======== LISTED RECORDS ========

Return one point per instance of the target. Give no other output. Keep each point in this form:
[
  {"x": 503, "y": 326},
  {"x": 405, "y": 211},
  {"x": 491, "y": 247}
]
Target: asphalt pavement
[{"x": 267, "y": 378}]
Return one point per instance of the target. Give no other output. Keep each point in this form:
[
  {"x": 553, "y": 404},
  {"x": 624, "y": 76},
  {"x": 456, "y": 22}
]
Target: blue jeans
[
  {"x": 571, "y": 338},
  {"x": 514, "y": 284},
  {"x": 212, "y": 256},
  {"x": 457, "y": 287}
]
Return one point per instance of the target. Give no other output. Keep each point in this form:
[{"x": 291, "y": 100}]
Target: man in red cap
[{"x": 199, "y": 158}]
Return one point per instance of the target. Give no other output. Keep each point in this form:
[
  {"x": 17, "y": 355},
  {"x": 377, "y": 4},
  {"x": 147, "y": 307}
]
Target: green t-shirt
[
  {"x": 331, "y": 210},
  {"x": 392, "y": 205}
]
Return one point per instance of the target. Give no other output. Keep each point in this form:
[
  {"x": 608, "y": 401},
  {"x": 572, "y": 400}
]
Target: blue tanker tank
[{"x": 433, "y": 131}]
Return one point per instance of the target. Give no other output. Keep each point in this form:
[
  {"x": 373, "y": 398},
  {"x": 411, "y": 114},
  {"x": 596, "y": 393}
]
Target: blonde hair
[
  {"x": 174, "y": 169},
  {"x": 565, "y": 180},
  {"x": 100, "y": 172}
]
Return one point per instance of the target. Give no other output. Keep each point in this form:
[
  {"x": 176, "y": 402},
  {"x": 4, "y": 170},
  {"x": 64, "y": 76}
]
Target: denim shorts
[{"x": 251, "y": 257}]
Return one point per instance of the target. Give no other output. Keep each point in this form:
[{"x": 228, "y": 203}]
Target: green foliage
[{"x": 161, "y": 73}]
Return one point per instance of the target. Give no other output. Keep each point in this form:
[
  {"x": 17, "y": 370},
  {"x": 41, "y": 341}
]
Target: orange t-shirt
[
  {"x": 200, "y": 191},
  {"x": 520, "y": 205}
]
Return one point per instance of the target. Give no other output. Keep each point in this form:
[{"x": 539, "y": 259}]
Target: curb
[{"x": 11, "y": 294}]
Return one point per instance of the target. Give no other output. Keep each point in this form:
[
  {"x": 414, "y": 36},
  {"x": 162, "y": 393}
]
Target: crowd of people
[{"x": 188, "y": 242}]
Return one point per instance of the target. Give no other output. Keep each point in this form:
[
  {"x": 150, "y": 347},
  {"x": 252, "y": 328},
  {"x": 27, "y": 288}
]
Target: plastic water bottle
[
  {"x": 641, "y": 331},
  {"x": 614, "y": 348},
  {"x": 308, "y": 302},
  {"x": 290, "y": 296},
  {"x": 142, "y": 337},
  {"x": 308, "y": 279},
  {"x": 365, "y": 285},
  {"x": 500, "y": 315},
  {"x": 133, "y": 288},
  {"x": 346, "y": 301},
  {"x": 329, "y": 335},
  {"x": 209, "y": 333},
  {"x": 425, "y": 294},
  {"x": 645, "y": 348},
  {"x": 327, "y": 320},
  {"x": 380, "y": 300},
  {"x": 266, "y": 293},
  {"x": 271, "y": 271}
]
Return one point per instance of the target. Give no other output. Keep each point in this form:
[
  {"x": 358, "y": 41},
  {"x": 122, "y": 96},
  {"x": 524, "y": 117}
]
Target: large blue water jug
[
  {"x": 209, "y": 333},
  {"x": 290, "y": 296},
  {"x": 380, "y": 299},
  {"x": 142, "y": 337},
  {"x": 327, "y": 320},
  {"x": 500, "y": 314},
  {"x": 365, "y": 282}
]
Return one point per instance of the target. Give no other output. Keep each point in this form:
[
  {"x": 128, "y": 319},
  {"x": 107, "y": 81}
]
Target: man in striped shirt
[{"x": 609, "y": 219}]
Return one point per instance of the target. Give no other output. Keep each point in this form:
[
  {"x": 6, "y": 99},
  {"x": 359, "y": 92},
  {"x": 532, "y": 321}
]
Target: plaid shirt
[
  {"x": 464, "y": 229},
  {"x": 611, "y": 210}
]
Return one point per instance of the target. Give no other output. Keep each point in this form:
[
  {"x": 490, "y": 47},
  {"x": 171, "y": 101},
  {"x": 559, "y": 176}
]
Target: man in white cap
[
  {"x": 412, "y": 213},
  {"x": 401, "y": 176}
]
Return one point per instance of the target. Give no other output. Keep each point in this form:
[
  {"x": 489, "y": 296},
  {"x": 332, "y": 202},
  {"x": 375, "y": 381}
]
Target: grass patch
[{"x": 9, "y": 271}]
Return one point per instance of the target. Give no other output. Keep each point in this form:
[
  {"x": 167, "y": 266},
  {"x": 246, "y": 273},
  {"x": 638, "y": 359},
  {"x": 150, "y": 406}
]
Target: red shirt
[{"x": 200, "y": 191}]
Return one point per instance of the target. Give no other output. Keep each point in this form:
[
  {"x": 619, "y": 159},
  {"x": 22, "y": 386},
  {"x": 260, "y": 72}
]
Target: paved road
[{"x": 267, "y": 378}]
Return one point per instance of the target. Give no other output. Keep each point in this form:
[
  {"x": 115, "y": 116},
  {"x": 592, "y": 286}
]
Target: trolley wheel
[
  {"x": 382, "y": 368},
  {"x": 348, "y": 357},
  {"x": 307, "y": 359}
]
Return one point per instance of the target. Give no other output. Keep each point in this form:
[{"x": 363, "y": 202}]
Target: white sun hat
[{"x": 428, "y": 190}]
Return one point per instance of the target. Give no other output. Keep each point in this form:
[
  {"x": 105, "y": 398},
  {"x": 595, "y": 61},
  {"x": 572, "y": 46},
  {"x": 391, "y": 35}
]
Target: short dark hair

========
======== LISTED RECORDS ========

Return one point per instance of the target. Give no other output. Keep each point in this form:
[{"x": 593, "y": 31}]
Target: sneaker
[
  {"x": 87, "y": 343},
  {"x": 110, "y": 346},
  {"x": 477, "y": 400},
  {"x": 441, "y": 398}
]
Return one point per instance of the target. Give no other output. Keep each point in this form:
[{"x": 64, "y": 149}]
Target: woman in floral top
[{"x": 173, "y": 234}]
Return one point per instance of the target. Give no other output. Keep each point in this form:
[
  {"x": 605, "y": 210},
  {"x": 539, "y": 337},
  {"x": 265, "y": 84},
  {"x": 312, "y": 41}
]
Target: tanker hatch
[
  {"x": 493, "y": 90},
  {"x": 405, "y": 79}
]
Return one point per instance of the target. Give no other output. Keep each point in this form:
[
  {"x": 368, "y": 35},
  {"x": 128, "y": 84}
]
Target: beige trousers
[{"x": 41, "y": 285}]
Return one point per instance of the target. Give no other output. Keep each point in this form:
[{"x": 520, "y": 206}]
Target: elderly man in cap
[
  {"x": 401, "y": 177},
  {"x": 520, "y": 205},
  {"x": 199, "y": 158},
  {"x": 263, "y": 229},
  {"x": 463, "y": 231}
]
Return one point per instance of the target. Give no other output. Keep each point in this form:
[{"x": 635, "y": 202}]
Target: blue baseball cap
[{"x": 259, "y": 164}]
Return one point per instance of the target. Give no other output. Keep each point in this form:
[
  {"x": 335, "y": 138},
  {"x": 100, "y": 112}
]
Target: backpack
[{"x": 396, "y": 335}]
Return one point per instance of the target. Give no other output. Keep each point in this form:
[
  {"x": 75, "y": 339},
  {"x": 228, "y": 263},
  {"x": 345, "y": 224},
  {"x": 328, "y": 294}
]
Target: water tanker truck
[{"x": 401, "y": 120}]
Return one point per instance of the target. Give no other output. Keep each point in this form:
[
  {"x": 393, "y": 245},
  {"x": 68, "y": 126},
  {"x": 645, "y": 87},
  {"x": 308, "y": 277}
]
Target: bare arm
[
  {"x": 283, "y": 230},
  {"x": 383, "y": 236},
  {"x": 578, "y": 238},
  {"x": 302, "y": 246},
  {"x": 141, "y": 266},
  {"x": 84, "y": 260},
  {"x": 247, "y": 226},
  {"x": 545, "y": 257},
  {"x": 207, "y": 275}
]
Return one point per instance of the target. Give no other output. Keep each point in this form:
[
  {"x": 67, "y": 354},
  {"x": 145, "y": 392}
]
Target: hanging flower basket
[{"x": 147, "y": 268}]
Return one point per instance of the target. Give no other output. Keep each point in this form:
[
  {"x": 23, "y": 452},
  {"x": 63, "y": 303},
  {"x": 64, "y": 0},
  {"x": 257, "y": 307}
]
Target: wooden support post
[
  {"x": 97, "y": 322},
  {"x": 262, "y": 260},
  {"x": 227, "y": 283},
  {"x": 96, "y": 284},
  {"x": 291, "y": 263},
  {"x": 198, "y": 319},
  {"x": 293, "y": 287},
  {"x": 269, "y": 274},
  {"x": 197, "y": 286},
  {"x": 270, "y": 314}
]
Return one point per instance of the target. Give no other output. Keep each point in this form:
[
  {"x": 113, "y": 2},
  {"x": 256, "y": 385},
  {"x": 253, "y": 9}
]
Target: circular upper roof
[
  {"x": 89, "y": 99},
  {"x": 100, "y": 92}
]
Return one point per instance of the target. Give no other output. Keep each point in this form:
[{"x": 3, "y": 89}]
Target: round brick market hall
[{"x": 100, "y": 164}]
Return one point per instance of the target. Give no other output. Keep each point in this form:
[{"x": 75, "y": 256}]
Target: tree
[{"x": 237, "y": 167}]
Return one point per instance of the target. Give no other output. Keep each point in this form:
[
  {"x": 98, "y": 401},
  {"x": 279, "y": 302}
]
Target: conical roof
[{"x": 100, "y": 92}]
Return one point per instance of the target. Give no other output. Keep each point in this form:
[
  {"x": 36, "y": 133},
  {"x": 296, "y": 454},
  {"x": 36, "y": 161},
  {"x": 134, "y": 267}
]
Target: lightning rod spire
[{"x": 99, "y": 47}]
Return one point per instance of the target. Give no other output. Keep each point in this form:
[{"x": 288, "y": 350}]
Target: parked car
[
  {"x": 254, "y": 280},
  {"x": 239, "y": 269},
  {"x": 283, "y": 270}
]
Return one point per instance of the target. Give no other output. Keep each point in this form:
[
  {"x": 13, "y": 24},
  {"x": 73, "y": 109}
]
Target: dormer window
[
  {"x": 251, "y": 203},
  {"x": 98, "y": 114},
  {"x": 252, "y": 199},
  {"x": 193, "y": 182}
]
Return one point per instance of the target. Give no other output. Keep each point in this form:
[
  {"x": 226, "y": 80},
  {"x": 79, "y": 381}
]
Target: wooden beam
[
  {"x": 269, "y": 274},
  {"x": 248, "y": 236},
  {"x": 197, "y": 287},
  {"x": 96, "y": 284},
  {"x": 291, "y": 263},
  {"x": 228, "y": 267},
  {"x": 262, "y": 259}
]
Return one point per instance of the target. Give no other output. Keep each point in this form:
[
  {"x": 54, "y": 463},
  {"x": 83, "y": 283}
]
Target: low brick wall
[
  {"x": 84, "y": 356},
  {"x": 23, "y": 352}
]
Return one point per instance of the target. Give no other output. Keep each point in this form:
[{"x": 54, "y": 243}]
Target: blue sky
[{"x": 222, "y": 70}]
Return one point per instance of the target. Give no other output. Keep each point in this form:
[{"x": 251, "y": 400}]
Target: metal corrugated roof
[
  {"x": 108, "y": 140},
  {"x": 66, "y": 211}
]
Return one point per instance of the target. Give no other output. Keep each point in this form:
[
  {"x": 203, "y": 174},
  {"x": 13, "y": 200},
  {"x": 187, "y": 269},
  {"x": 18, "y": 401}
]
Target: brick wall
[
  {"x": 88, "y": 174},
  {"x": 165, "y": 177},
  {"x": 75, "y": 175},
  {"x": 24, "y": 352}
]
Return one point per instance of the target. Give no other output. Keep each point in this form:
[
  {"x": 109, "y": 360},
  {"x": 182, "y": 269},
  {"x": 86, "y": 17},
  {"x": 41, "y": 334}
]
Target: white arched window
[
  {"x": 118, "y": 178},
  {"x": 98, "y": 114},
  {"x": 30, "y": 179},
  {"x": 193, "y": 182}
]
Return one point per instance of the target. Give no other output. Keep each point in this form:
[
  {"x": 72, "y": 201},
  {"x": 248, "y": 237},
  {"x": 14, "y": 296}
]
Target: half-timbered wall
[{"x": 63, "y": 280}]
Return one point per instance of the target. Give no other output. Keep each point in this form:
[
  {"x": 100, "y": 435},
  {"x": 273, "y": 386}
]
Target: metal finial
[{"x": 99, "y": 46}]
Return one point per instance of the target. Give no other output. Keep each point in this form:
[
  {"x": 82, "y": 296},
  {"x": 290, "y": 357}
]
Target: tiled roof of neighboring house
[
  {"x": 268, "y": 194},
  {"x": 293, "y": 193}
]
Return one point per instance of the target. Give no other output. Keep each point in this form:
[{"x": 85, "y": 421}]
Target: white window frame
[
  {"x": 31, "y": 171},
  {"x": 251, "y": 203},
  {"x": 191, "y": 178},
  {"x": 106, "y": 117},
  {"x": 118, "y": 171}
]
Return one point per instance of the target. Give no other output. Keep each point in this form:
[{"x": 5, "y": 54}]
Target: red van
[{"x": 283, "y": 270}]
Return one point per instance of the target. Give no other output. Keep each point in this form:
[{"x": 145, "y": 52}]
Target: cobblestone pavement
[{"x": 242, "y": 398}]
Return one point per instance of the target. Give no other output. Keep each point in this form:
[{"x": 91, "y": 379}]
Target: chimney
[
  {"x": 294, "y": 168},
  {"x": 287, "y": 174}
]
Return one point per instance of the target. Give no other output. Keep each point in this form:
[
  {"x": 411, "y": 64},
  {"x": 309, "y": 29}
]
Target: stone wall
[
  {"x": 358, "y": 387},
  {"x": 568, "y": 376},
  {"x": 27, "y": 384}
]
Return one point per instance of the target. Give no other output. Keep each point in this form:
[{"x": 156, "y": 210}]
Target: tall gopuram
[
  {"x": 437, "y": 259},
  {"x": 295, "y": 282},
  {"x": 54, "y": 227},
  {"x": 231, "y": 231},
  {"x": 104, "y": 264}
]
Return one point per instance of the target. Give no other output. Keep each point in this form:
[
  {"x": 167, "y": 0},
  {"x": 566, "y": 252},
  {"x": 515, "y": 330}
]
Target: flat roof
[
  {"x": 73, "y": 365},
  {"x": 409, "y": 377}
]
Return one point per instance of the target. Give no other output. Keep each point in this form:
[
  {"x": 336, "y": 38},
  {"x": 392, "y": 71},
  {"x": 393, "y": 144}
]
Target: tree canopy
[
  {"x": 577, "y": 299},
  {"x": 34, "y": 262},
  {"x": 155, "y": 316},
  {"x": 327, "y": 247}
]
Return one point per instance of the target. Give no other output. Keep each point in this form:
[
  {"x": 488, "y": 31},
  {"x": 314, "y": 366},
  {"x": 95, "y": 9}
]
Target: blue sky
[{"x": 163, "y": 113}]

========

> _THE TASK_
State how many lines in the items above contain the string "shirt", and give only that number.

> _OUTPUT OF THE EXERCISE_
5